• **TO DO**
Reproduce the lines from the one containing "of the padded" through the one containing "x=154, y=93", changing "padded chair" to "cushioned chair" and leaving everything else as it stands.

[Pointing and labeling items]
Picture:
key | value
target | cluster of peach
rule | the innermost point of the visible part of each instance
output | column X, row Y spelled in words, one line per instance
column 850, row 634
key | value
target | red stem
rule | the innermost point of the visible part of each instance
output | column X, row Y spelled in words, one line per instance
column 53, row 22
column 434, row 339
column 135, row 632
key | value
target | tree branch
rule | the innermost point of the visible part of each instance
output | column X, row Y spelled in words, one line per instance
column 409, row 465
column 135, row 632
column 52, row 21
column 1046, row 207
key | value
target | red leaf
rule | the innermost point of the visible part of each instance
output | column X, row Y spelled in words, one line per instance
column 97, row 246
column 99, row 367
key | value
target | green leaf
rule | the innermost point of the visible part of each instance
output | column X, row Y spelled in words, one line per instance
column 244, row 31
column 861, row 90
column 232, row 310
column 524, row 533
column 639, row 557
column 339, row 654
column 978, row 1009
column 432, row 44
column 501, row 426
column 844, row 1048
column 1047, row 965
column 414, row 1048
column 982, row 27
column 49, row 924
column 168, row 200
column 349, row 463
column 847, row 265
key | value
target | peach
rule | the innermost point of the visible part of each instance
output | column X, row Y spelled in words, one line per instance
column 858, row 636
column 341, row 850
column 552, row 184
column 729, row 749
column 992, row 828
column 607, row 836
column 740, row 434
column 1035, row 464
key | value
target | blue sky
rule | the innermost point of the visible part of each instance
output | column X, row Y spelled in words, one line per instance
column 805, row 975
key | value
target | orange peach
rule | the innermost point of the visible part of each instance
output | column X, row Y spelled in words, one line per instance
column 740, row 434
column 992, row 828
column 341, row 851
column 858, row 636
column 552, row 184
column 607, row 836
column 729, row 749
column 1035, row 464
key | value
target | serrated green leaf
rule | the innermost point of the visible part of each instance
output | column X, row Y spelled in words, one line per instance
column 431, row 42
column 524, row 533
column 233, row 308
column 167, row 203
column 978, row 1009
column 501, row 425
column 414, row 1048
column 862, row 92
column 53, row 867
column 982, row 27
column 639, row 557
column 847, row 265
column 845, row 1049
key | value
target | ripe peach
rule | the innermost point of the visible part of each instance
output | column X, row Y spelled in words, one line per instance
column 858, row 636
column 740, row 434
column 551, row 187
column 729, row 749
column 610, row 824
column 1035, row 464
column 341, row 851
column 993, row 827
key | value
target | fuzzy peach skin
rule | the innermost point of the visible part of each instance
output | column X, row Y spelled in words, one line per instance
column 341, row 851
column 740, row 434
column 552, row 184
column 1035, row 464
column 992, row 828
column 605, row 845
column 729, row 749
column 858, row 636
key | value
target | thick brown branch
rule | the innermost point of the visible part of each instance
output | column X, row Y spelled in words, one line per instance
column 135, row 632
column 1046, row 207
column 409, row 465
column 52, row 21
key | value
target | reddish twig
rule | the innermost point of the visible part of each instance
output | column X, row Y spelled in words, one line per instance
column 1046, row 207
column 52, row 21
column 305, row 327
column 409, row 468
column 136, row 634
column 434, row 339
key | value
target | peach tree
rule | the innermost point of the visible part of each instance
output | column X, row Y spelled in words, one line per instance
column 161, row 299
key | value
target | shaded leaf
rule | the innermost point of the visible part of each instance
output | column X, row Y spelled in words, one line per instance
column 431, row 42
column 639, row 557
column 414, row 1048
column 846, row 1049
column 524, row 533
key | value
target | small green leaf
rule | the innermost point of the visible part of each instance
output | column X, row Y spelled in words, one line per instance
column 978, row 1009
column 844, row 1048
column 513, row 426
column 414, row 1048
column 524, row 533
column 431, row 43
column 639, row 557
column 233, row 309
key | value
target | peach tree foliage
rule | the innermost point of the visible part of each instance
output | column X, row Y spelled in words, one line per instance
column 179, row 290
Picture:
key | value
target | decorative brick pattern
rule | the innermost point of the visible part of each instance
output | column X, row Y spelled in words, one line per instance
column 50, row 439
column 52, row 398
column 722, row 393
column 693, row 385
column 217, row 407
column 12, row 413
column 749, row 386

...

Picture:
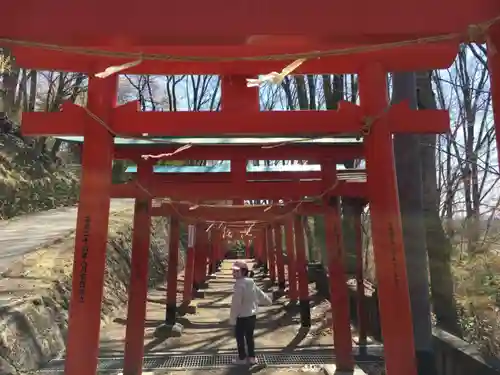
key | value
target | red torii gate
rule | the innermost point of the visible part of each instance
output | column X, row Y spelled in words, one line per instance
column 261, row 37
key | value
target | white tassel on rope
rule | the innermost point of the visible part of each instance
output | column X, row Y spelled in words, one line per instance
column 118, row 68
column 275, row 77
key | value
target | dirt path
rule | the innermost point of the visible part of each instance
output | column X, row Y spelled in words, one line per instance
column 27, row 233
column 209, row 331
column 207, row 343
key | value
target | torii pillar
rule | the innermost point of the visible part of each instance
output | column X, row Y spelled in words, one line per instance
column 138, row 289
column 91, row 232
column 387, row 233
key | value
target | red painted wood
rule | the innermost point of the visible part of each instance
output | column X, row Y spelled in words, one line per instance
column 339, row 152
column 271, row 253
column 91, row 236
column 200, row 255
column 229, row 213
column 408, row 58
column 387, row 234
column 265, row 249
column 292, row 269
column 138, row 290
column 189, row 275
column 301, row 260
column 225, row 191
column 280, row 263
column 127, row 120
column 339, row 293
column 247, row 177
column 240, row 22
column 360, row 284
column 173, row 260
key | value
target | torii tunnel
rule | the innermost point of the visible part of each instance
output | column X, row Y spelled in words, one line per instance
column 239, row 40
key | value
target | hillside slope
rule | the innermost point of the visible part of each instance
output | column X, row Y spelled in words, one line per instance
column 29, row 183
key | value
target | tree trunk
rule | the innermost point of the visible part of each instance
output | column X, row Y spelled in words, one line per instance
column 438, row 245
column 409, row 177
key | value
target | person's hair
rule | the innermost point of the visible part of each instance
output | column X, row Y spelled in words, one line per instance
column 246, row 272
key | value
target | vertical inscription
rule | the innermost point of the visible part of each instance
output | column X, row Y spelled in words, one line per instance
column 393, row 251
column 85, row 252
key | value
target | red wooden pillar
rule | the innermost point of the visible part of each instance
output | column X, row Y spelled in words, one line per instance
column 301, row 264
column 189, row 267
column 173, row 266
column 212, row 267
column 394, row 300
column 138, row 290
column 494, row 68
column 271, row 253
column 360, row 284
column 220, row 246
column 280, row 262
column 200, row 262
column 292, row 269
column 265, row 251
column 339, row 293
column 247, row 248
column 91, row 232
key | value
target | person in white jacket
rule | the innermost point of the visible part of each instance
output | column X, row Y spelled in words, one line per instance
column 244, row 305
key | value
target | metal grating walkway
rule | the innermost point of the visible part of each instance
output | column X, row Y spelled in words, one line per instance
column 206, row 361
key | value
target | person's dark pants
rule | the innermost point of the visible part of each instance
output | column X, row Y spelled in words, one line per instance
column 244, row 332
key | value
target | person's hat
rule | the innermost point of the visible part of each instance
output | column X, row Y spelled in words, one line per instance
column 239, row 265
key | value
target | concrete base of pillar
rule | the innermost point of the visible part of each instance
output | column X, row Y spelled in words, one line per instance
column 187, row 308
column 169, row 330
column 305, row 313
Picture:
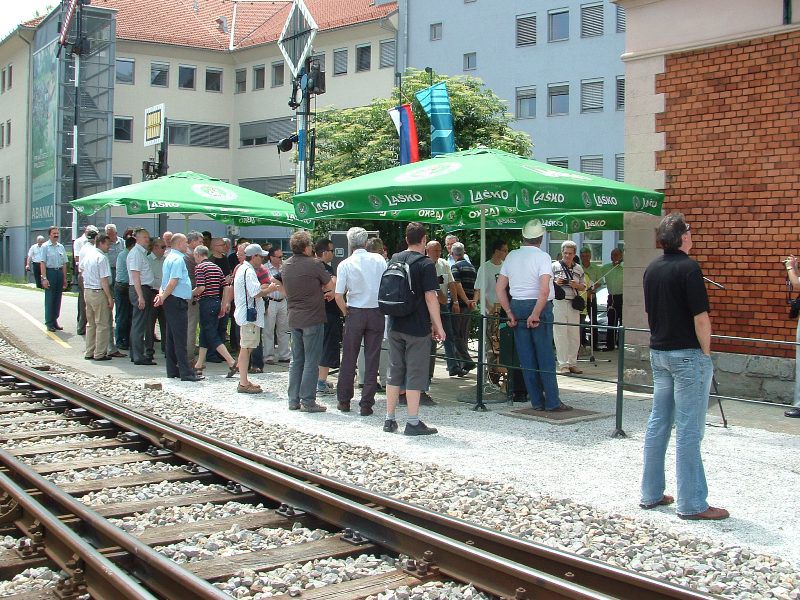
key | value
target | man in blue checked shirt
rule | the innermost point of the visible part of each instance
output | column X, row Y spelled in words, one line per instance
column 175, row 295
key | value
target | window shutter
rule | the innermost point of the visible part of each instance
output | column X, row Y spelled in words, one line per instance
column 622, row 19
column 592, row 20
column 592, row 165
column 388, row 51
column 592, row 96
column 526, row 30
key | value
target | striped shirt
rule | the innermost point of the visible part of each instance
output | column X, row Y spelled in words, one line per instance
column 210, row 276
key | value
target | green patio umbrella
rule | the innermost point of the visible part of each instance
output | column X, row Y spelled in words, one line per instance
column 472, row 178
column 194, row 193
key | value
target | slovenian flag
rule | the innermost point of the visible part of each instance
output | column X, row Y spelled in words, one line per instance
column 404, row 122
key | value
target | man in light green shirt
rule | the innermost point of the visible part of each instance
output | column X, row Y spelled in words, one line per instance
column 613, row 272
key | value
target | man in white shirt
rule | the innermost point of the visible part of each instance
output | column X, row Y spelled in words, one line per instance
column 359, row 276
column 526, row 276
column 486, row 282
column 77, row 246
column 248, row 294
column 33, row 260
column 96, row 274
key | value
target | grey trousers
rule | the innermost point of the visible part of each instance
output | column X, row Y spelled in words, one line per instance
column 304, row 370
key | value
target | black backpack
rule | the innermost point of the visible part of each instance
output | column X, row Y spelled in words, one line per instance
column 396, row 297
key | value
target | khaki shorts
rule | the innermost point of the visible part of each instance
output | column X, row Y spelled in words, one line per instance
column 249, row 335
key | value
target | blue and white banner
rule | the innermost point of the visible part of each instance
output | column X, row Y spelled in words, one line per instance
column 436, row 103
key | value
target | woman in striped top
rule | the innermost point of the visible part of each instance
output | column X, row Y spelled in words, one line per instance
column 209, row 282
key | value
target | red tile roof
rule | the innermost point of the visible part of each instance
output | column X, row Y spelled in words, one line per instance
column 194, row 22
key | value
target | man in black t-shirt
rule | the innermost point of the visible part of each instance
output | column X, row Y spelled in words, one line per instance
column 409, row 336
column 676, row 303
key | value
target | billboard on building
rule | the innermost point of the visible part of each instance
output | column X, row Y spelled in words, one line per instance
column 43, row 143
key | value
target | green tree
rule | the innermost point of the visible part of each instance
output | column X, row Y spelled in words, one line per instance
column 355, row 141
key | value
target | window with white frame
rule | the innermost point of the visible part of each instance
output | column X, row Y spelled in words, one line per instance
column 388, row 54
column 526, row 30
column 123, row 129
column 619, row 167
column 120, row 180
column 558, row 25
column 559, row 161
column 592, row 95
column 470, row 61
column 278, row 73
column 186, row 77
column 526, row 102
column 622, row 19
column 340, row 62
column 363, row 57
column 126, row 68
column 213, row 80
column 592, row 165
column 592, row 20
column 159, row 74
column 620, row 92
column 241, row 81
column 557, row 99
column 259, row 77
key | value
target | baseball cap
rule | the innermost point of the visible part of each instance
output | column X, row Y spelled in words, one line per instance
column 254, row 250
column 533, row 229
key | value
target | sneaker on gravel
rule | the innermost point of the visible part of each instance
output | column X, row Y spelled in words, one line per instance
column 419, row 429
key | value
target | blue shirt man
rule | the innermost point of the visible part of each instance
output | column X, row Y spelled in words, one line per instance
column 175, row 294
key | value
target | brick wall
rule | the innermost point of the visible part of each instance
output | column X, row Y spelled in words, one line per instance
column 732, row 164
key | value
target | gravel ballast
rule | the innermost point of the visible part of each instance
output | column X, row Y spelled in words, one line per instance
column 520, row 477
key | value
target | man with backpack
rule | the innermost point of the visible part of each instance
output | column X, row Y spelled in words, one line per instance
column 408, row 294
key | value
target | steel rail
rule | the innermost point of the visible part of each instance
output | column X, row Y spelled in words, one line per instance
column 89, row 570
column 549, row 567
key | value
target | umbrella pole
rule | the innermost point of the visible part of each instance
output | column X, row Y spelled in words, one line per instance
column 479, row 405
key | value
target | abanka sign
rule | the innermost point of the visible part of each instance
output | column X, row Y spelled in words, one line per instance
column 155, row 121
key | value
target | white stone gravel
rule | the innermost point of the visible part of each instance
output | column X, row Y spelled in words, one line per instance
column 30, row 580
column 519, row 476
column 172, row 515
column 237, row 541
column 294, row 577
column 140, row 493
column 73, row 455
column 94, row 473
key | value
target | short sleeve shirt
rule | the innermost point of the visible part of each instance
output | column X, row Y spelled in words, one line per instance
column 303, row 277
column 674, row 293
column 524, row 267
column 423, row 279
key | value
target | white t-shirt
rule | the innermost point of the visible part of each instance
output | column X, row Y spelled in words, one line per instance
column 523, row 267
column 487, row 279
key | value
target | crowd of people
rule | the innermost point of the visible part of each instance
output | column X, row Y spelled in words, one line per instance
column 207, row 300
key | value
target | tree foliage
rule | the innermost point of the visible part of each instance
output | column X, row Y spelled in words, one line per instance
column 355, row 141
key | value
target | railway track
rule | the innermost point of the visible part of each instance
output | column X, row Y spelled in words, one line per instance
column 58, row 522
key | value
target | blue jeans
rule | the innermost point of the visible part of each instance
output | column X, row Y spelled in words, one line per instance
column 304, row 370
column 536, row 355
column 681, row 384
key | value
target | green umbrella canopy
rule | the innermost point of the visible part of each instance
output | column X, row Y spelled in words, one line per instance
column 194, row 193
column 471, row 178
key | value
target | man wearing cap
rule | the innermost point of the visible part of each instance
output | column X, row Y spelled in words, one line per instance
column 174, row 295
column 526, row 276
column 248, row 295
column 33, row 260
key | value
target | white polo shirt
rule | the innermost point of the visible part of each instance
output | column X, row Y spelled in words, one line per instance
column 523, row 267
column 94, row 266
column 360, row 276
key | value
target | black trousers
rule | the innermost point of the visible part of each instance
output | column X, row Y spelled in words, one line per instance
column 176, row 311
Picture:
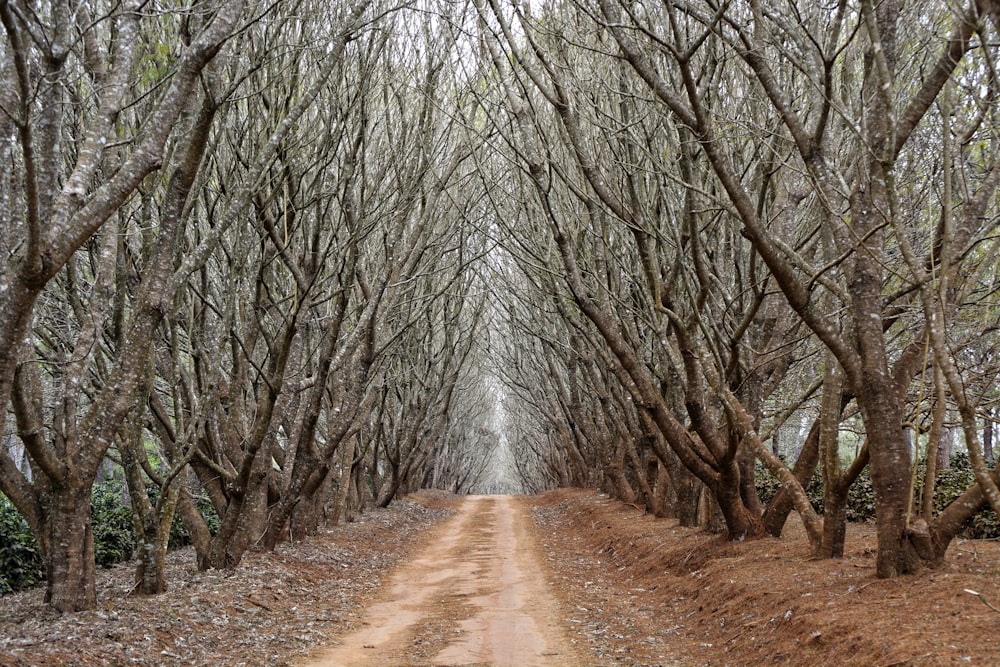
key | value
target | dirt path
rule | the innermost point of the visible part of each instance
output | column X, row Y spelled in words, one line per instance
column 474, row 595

* * *

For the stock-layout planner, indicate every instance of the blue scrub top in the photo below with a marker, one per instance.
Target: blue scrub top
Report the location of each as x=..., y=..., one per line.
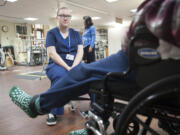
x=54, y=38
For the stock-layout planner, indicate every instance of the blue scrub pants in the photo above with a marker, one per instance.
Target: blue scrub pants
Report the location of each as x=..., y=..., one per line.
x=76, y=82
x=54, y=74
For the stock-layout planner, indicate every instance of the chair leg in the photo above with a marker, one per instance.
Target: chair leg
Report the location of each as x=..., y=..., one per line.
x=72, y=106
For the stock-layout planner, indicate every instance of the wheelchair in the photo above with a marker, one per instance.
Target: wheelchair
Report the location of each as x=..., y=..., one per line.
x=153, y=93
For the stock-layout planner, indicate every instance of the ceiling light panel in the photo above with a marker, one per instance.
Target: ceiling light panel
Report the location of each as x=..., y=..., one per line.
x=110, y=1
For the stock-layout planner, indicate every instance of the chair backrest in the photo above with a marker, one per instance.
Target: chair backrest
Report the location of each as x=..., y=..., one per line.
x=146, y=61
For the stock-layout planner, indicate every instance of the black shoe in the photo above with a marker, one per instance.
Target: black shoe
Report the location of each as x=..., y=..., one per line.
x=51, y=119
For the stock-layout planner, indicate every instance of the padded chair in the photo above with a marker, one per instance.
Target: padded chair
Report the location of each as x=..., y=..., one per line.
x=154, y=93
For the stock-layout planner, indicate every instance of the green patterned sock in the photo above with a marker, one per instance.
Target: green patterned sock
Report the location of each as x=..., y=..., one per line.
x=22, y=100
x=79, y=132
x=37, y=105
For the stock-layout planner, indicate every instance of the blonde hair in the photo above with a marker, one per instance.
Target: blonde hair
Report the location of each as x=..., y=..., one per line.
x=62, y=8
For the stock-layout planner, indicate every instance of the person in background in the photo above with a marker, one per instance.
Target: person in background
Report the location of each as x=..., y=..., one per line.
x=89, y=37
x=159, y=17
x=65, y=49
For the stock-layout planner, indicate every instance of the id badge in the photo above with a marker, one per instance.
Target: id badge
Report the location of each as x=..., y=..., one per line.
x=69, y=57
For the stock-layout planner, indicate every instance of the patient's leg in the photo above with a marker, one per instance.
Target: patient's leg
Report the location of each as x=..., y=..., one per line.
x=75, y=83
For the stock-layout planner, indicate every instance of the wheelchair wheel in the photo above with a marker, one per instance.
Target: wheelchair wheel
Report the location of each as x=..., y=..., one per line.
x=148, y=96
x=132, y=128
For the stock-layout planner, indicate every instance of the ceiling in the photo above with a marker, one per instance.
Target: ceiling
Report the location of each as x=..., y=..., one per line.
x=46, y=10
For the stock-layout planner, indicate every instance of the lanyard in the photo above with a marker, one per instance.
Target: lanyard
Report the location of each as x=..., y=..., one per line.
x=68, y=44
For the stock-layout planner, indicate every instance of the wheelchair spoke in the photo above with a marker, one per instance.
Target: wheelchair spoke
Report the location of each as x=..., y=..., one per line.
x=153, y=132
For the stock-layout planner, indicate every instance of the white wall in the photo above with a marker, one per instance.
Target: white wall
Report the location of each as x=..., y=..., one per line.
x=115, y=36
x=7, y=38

• **RESPONSE BELOW**
For the stock-layout planner, indicate every instance of the cushioned chair in the photo above with a marker, one per instance.
Target: cushioned chair
Report the location of each as x=..., y=..., one per line.
x=154, y=93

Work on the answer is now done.